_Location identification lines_

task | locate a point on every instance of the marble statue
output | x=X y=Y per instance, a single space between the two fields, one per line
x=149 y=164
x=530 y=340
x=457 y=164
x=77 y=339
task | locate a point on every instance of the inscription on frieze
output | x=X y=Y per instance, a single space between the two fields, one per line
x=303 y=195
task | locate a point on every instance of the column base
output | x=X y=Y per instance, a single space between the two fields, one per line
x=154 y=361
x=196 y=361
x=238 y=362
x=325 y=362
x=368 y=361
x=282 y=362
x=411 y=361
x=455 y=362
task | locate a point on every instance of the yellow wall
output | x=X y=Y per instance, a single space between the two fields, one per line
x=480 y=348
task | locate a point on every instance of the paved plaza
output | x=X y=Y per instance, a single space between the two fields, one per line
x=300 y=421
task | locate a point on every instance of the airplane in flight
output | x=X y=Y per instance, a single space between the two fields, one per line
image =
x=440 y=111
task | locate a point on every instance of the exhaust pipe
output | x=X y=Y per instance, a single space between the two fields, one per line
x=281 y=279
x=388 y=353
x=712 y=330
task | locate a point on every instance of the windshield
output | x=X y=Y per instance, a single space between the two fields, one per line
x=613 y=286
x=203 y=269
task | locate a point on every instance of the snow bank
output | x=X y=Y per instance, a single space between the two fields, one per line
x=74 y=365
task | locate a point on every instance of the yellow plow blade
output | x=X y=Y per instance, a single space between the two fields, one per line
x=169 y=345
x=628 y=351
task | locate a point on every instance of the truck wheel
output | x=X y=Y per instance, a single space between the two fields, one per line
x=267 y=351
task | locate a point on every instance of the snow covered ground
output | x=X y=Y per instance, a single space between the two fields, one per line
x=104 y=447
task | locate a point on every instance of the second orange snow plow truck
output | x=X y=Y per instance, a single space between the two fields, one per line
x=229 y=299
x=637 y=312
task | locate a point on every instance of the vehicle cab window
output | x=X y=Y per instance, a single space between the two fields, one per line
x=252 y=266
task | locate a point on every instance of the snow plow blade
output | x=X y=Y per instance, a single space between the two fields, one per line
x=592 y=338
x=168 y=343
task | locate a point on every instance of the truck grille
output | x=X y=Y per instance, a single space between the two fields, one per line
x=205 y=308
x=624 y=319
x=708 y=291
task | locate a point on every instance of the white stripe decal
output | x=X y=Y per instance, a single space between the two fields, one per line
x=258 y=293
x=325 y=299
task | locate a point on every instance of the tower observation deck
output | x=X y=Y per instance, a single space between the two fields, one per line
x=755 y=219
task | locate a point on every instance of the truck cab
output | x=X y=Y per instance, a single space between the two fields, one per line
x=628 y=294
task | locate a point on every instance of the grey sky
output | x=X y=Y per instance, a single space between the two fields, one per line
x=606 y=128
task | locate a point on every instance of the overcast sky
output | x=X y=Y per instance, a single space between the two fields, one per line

_Goal of the exercise_
Reproduce every line above word for word, with nothing left out.

_Output_
task | locate a point on every instance of the marble statue
output | x=X y=Y per instance, a single space between the two fields, one per line
x=149 y=164
x=530 y=340
x=457 y=164
x=77 y=339
task | locate a point on every instance of the inscription on frieze
output | x=X y=Y per instance, a single space between the two fields, one per line
x=303 y=195
task | locate a point on every instance of the column base
output | x=X y=Y per instance, a single space between the two fields, one per line
x=154 y=361
x=196 y=361
x=238 y=362
x=325 y=362
x=368 y=361
x=282 y=362
x=411 y=361
x=455 y=362
task | locate a point on every instance of the yellow wall
output | x=X y=Y per instance, a single space between the two fields, one per line
x=480 y=348
task | locate a point on every instance of the paved plaza
output | x=X y=Y per instance, a single space between the two fields, one per line
x=300 y=421
task | locate a point on every instance of the airplane in flight
output | x=X y=Y per instance, a single space between the two fields, one per line
image =
x=440 y=111
task | locate a point on every instance of the exhaust pipe
output | x=X y=Y per instance, a single space between the two fields, one per line
x=281 y=279
x=388 y=353
x=712 y=330
task | locate a point on every instance of the windshield
output | x=X y=Y per instance, a single space between the two fields, one per line
x=613 y=286
x=203 y=269
task | locate a point on every instance of the snow bank
output | x=X y=Y per instance, a single space between the two fields, one per line
x=74 y=365
task | locate a point on every instance of the yellow plow blade
output | x=X y=Y per instance, a single space between the two fields, one per line
x=169 y=345
x=628 y=351
task | locate a point on every instance of the truck wheel
output | x=X y=Y per instance, a single space between the two fields, one per line
x=267 y=351
task | locate a point on every instance of the snow covered ground
output | x=X y=Y per instance, a single space between the two fields, one per line
x=104 y=447
task | locate a point on every instance of the second orange snow plow truck
output | x=X y=Y per instance, a single space between the two fields, one per line
x=229 y=299
x=637 y=312
task | locate a point on every instance of the vehicle cab window
output | x=X y=Y per instance, a single space between the two fields, one per line
x=252 y=266
task | locate a point on every instance of the snow plow blade
output | x=X y=Y per instance, a single space between the two fields, one per line
x=592 y=338
x=168 y=343
task | locate a point on every instance of the truck grille
output | x=X y=Y per instance, a single space between the two fields, one per line
x=205 y=308
x=624 y=319
x=708 y=291
task | locate a point on every instance of the white stripe decal
output | x=X y=Y per instance, a single space between the two fields, one per line
x=258 y=293
x=325 y=299
task | locate a point on every instance of the tower observation deck
output | x=X y=Y per instance, a single space between the two fields, one per line
x=755 y=219
task | locate a point on every instance of the truck cab
output | x=X y=Y per instance, a single space between the two fields, one per line
x=628 y=294
task | locate a point on every instance of the grey sky
output | x=X y=Y per instance, a single space between the two fields, one per line
x=606 y=128
task | locate a point on every instance of the overcast sky
output | x=X y=Y per instance, a single space between the two fields, one per line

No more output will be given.